* [Short problem a]: In the records, rewrite the lines starting at the one containing "Your task is to locate every instance of white ski" and ending at the one containing "(200, 184), (254, 225)", replacing "bounding box" with "rectangle" and leaving everything else as is.

* [Page]:
OLPC build 653 (stream ship.2; variant devel_jffs2) Kernel 2.6.22-20071121.7.olpc.af3dd731d19395d03 on an i586
If you can see that you're not using a version greater than or equal to 653, you'll want to do the following to upgrade the OLPC: Open a terminal window, and type su –l to drop to root access. Then type olpc-update –rn 653 to update to version 653. (If a newer version is available, you can update to that.)
Assuming you're connected to a wireless network, the XO will initiate the update process, download the necessary files, and install them. If only all OS updates were this simple!
Get Root and Remote Access (SSH)
Once the OS update is complete, you'll want to add a permanent root account to your OLPC for future use. This is accomplished by opening a terminal window and typing in the following:
sudo passwd root New UNIX password: <type in password> Retype new UNIX password: <type in password>
You can also add other users via the useradd command, and set a password for the olpc account. Why go through all this? Well, the simple reason is so you can gain remote SSH access to the OLCP. By default and for good reason, a user can access a remote system via SSH only if their account has been assigned a password.
Add Compiling Support
The next item we need to add to the XO is the ability to compile source code. This requires a package known as GCC (GNU Compiler Collection), which can be installed with the following command—assuming you are connected to a wireless network with Internet access.
yum install gcc
Yes, it really is that easy.
When you type this command and hit Enter, the XO will connect to various online sites that store software packages for the XO, to see if the specified package is available. If it is, the next thing the yum (Yellow Dog Update, Modified) will do is determine what, if any, dependencies are needed for the specified package to work.

* [Raw data]:
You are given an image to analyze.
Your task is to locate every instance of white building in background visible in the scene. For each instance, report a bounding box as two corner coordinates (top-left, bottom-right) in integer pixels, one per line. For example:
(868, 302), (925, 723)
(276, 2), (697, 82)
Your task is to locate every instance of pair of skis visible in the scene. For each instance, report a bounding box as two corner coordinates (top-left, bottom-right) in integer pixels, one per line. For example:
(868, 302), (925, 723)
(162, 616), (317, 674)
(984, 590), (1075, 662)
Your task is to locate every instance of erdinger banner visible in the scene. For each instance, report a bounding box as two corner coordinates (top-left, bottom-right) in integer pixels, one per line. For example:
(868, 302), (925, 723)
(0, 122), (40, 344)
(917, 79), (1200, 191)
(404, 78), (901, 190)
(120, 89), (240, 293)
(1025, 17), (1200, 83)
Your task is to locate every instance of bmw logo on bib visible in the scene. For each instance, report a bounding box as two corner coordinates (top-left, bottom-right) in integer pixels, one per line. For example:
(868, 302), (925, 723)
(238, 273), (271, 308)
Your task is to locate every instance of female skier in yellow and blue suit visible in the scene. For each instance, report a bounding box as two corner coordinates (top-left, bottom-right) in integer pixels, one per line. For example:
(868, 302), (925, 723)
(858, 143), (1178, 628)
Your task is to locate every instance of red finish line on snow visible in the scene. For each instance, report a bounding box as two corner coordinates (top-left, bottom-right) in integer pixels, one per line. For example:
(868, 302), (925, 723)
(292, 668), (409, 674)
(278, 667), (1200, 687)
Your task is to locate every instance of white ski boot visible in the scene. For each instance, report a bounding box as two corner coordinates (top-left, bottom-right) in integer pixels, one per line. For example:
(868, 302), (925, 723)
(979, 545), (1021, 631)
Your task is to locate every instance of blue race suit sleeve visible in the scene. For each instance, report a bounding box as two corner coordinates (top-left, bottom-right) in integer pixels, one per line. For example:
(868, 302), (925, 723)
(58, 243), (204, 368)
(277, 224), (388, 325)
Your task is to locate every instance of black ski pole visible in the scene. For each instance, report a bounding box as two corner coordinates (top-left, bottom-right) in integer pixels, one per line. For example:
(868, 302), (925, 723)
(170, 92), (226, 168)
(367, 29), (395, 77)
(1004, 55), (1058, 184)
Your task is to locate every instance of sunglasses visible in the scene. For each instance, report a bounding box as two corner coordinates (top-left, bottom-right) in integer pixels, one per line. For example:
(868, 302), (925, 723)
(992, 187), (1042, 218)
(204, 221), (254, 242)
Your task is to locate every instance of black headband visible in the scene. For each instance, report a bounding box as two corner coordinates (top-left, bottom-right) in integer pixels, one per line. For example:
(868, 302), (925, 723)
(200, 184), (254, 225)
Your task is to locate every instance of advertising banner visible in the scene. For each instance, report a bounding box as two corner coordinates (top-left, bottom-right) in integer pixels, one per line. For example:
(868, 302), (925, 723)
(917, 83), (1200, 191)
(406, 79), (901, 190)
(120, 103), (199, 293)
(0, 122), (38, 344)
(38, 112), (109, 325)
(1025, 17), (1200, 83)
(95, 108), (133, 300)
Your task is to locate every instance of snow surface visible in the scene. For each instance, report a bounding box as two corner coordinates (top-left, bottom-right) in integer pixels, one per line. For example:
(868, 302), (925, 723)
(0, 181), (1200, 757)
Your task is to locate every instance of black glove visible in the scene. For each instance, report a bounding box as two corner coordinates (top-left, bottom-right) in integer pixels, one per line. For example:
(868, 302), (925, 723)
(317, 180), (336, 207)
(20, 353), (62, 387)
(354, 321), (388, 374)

* [Short problem b]: Shorten the paragraph of the OLPC setup guide that begins "When you type this command" while keeping its main facts.

* [Complete output a]:
Your task is to locate every instance of white ski boot visible in the scene. For each instance, report a rectangle as two corner coordinates (top-left, bottom-right) in integer pixels, one per line. For example:
(868, 302), (925, 723)
(979, 545), (1021, 631)
Your task is to locate every instance of blue race suit sleeve visible in the scene. For each instance, report a rectangle as two corner coordinates (top-left, bottom-right) in integer pixels, one per line. For example:
(868, 302), (925, 723)
(58, 243), (204, 368)
(277, 224), (388, 325)
Your task is to locate every instance of black ski pole visible in the scene. For each instance, report a rectangle as two corner coordinates (top-left, bottom-right) in integer pixels, one per line. For example:
(868, 302), (925, 723)
(170, 92), (226, 168)
(367, 29), (395, 77)
(1004, 55), (1058, 184)
Your task is to locate every instance of sunglasses visible in the scene. For each instance, report a rectangle as two corner coordinates (top-left, bottom-right) in integer pixels, one per line. For example:
(868, 302), (925, 723)
(992, 187), (1042, 218)
(204, 221), (254, 242)
Your task is to locate every instance of black headband visible in the scene. For each instance, report a rectangle as two corner coordinates (top-left, bottom-right) in integer pixels, one per line. For example:
(868, 302), (925, 723)
(200, 184), (254, 225)

* [Complete output b]: After you enter the command, the XO checks online XO software repositories for the package. If the package is found, yum (Yellow Dog Update, Modified) works out which dependencies, if any, it needs.